:: Trecho do documento
C.R. – Catalão guarda do passado a lembrança de abalizados intelectuais, como Roque Alves de Azevedo, Gastão de Deus, Alceu Vitor Rodrigues, Ricardo Paranhos, Rodolfo Campos, Davi Persicano, Gerson Cunha e Wilson Democh. Dos contemporâneos, guardo com carinho em minha estante obras de Dilena Sampaio, Maria das Dores Campos, Elaine Rosa Teixeira, Anchieta Faleiros, Primo Vieira, Geraldo Coelho, Braz Coelho, Jamil Sebba, Júlio Pinto de Melo, Antônio Azzi, Luiz Augusto Sampaio e Willian Angel de Melo. É, entretanto preciso ressaltar que grandes talentos como Labiba Faiad, Marly Netto, Antônio Chaud, César Ferreira, Paulo Faiad e outros de que nem me lembro, continuam na obscuridade, talvez por modéstia, ou comodismo, com seus escritos engavetados, aguardando oportunidade para publicá-los.
::::
:: Dados exibidos
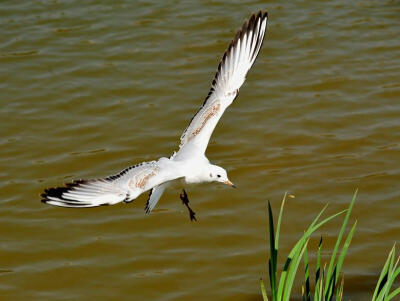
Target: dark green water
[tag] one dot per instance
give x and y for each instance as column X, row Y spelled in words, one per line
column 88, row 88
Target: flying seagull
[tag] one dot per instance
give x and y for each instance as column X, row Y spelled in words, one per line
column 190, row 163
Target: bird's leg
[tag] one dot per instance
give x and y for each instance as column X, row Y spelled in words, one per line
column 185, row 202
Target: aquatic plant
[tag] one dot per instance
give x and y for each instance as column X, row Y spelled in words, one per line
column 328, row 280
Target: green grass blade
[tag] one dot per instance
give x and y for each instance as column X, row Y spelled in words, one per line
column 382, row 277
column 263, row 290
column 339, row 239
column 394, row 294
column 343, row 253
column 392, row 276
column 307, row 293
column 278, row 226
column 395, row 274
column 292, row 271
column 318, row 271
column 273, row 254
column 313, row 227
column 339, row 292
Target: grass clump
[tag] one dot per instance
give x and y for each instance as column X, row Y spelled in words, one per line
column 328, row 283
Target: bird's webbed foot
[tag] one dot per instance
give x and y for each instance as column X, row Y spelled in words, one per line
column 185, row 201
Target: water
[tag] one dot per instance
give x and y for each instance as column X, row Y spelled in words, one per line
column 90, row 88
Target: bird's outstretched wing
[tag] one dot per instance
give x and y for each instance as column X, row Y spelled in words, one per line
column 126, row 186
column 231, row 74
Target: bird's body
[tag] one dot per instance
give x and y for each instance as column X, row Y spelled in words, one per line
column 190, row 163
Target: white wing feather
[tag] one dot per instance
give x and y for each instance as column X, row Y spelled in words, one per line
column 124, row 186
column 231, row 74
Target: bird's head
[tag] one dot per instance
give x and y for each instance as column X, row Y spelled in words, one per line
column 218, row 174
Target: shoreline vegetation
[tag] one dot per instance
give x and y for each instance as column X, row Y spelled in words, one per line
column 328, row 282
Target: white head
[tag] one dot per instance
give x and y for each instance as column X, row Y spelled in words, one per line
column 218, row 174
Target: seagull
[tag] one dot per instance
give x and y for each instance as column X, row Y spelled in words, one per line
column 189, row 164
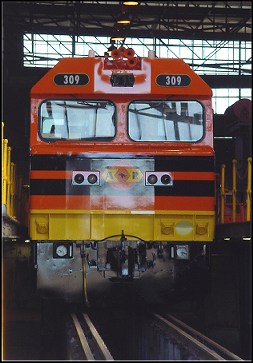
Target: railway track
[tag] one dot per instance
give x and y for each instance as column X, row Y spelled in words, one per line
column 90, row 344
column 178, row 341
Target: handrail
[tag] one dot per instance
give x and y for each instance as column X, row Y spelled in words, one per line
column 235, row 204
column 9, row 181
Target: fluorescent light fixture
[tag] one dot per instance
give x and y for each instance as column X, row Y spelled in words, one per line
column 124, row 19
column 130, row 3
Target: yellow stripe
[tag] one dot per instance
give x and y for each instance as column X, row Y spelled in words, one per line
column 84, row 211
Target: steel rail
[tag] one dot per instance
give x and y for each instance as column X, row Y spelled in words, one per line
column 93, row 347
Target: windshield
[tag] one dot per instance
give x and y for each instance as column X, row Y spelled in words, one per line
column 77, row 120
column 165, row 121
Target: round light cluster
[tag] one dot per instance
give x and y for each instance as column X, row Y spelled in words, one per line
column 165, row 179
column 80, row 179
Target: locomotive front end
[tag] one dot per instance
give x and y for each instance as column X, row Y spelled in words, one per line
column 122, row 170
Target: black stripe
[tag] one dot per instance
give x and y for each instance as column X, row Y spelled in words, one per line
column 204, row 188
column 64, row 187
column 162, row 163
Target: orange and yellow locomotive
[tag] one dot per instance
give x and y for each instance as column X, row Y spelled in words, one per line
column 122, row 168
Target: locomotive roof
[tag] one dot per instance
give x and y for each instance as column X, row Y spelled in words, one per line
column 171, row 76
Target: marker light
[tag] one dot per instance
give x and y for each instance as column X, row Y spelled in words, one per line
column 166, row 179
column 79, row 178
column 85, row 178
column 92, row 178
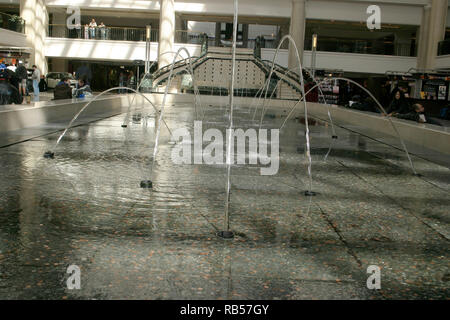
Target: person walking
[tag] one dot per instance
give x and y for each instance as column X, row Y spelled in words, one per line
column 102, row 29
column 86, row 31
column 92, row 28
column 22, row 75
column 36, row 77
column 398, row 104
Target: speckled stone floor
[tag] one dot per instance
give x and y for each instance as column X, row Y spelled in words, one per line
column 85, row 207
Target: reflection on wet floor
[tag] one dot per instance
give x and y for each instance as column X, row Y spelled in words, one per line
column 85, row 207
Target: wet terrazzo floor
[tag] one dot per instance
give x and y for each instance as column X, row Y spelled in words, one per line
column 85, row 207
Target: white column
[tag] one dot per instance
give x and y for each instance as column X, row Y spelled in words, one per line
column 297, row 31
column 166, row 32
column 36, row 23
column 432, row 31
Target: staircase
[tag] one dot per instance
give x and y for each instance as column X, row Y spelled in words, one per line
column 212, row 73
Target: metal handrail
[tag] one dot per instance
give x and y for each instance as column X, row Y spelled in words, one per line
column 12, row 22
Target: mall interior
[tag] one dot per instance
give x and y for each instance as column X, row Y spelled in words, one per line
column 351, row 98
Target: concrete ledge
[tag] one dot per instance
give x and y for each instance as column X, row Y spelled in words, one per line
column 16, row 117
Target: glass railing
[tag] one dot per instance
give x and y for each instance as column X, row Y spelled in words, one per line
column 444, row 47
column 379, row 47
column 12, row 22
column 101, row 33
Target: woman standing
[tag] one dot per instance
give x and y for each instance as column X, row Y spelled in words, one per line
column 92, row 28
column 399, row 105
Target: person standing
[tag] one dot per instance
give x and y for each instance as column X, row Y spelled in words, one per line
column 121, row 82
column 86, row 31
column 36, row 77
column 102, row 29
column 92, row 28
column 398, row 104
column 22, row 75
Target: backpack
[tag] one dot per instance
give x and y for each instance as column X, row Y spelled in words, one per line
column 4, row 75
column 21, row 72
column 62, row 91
::::
— Instrução 1 —
Você pode redigitar o trecho sobre os escritores de Catalão, começando em "C.R. – Catalão" e terminando em "oportunidade para publicá-los."?
— Instrução 2 —
Como você resumiria o trecho sobre os escritores de Catalão em duas frases?
Os registros foram obtidos de uma fonte diferente.

— Resultado da tarefa 1 —
C.R. – Catalão guarda do passado a lembrança de abalizados intelectuais, como Roque Alves de Azevedo, Gastão de Deus, Alceu Vitor Rodrigues, Ricardo Paranhos, Rodolfo Campos, Davi Persicano, Gerson Cunha e Wilson Democh. Dos contemporâneos, guardo com carinho em minha estante obras de Dilena Sampaio, Maria das Dores Campos, Elaine Rosa Teixeira, Anchieta Faleiros, Primo Vieira, Geraldo Coelho, Braz Coelho, Jamil Sebba, Júlio Pinto de Melo, Antônio Azzi, Luiz Augusto Sampaio e Willian Angel de Melo. É, entretanto preciso ressaltar que grandes talentos como Labiba Faiad, Marly Netto, Antônio Chaud, César Ferreira, Paulo Faiad e outros de que nem me lembro, continuam na obscuridade, talvez por modéstia, ou comodismo, com seus escritos engavetados, aguardando oportunidade para publicá-los.

— Resultado da tarefa 2 —
Catalão guarda a lembrança de intelectuais de destaque do passado, como Roque Alves de Azevedo e Gastão de Deus, e obras de vários contemporâneos, como Dilena Sampaio e Primo Vieira, são guardadas com carinho na estante de quem escreve. Outros grandes talentos, como Labiba Faiad e Antônio Chaud, continuam na obscuridade, talvez por modéstia ou comodismo, com seus escritos engavetados à espera de oportunidade para publicá-los.